_DESCRIPTION OF THE TASK_: The required output is every record, written out exactly.

_DATA PROVIDED_:

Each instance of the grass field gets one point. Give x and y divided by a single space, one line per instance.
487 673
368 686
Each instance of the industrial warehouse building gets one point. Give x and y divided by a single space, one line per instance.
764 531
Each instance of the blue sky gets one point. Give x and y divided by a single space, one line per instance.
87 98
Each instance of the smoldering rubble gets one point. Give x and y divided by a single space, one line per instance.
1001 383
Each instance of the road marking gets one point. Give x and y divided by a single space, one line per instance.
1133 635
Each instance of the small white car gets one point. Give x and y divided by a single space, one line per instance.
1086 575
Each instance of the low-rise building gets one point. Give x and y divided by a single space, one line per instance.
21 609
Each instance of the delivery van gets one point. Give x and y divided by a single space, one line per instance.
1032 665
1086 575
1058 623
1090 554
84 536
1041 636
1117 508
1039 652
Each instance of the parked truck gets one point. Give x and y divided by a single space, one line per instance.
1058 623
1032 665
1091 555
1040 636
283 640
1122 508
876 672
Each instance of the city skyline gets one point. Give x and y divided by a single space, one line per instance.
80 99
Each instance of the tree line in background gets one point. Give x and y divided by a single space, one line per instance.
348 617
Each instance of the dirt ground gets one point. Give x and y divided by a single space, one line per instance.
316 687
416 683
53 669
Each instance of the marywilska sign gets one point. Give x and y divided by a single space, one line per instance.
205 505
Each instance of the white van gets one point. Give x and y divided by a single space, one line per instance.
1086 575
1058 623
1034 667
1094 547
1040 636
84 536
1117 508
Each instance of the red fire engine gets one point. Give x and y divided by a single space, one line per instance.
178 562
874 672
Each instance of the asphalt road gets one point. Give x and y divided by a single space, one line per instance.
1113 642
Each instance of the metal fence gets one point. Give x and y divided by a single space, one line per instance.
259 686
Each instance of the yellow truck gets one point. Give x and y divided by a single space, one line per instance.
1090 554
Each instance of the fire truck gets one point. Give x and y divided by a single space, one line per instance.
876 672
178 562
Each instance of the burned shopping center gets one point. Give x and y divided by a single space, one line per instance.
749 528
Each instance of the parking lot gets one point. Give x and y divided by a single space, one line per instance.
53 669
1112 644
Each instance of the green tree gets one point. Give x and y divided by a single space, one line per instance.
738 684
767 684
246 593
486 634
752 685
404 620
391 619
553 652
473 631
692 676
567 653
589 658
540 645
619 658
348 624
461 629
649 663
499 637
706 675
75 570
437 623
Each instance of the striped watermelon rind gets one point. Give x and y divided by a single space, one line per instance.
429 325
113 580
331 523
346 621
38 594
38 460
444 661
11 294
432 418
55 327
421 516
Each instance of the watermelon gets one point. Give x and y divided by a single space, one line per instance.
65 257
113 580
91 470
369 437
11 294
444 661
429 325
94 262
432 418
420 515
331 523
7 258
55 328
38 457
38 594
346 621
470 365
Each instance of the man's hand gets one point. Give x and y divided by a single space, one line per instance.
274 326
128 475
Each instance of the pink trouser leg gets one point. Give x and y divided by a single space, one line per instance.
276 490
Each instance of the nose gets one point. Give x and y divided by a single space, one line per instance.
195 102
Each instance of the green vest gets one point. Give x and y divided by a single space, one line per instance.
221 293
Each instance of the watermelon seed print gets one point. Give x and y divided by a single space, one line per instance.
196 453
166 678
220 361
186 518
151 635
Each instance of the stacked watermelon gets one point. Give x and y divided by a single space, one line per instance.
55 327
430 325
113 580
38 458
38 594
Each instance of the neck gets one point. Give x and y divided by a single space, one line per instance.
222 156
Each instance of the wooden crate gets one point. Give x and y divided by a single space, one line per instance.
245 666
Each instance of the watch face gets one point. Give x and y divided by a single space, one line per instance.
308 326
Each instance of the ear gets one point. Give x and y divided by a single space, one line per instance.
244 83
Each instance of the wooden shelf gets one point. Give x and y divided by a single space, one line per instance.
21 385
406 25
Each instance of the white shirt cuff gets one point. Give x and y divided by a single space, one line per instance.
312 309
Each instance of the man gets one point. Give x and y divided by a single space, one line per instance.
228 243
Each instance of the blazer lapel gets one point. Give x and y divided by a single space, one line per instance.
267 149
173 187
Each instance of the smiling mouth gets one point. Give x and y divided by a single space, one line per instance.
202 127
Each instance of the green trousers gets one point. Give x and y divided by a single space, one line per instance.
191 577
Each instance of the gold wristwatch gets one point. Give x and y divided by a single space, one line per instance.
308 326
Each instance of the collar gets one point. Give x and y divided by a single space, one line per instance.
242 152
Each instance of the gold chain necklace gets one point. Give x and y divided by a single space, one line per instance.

_RESPONSE_:
Each instance of the grass field gets one point. Give x and y divided by a single space, one line per instance.
487 673
368 686
Each instance of the industrial warehouse building gets one point. Give x and y divided by a single space, one line per instance.
764 531
Each instance of the blue sky gets one point. Give x and y divided by a single space, one line per instance.
87 98
Each instance of the smoldering rubble gets one point. Give x and y divided by a single space, one line per instance.
1001 383
Each instance of the road marking gets one point. Give x and y divided by a single space, one line per instance.
1133 635
Each instance of the small white car gets one point. Give x and y divided by a single space, one line per instance.
1086 575
Each instance of the low-rise building gets one point. Give x and y divided by a single space, one line per instance.
21 609
Each instance of the delivery van gets one point. Give x and y divided by a single space, one line per instance.
1032 665
1086 575
1058 623
1090 554
84 536
1041 636
1117 508
1039 652
Each instance of the parked truck gets one point. Give x and y divided by a single space, one line per instance.
1058 623
1032 665
1091 555
1040 636
283 640
1122 508
876 672
Each instance of the city skyline gets one point. Give x and y divided by a single space, one line per instance.
80 99
Each instance of the tree line in background gets one point. Give x and y divided by a single space, one line per instance.
348 617
Each instance of the dirt ground gets one point. Give x and y divided by a single space, one line per instance.
316 687
416 683
53 669
Each instance of the marywilska sign gets one point. Give x and y divided by a single space, one line per instance.
205 505
Each instance of the white van gets one point. Give x and y divided by a single space, one line per instance.
1086 575
1058 623
1034 667
1094 547
1040 636
84 536
1117 508
Each instance of the red fire engine gets one point. Give x and y divided by a single space, one line per instance.
178 562
874 672
Each instance of the asphalt road gets one point. Give x and y divided by a single space, one line per instance.
1113 642
Each instance of the metal fence gets one point. Give x and y divided by a single space, one line per instance.
259 686
Each instance of the yellow truck gets one point. Give x and y divided by a single space, one line per instance.
1090 554
Each instance of the fire truck gets one point. Give x and y divided by a single space, one line per instance.
876 672
178 562
Each instance of the burned shopping center gets one point. Give x and y divided by a single space, one line per instance.
749 528
Each instance of the parking lot gets one point. Give x and y divided by a single space, one line per instance.
53 669
1112 644
Each instance of the green tree gets one point. Give x and y divided by a single space, one line per instance.
738 684
767 684
246 593
486 634
752 685
404 620
391 619
553 652
473 631
692 676
567 653
589 658
540 645
619 658
348 624
461 629
649 663
499 637
706 675
75 570
437 623
Each instance of the striped watermelon rind gets one point. Give x and y divided by a single space, one line per instance.
429 325
113 580
331 523
346 621
38 594
38 460
444 661
11 294
432 418
55 327
421 516
Each instance of the watermelon gets one point. Give x and y divided by a single space, one line per instance.
65 257
113 580
91 470
369 437
11 294
444 661
429 325
94 262
432 418
420 515
331 523
7 258
55 328
38 457
38 594
346 621
470 365
Each instance of the man's hand gets one point. Give x and y divided by a single space, one line per instance.
274 326
128 475
Each instance of the pink trouser leg gets one point. Give x and y divided by a single space, one line per instance.
276 490
Each instance of the nose gets one point. Give x and y divided by a single space, one line per instance.
195 102
Each instance of the green vest gets one point. Give x and y divided by a single space, one line per instance.
221 293
Each instance of the watermelon seed print gets one point. Give x and y divided by a single space, one line per instance.
196 453
166 678
220 361
186 518
151 635
Each instance of the stacked watermelon gets one point. Give x and y divided by a single space, one line per instance.
55 327
430 325
113 580
38 458
38 594
Each instance of the neck gets one point. Give x and y divided by a single space, one line per instance.
222 156
Each instance of the wooden crate gets one point. Give x and y divided by a single space, one line per instance.
245 666
Each instance of the watch face gets one point. Give x and y divided by a single space, one line per instance.
308 326
Each instance of the ear gets one point. Give x and y divided by a single space, one line per instance.
244 83
Each instance of the wooden shelf gets one point. Give x and y divided by a single space, one line per instance.
21 385
406 25
Each instance of the white shirt cuff gets one point. Give x and y divided by a single space, one line per instance.
312 309
Each instance of the man gets one point. Give x and y divided by a single space, one line per instance.
228 243
Each instance of the blazer lapel gets one point. Give x and y divided by a single space, one line per instance.
267 149
173 187
Each instance of the smiling mouth gets one point. Give x and y divided by a single space, one line per instance.
202 127
Each instance of the green trousers gets one point. Give x and y divided by a single space, one line per instance.
191 577
Each instance of the gold wristwatch gets one point. Give x and y divided by a single space, one line per instance.
308 326
Each instance of the collar gets one point. Give x and y divided by a single space, one line per instance.
242 152
Each instance of the gold chain necklace gets one point. Give x and y divided by a single space, one line per instance.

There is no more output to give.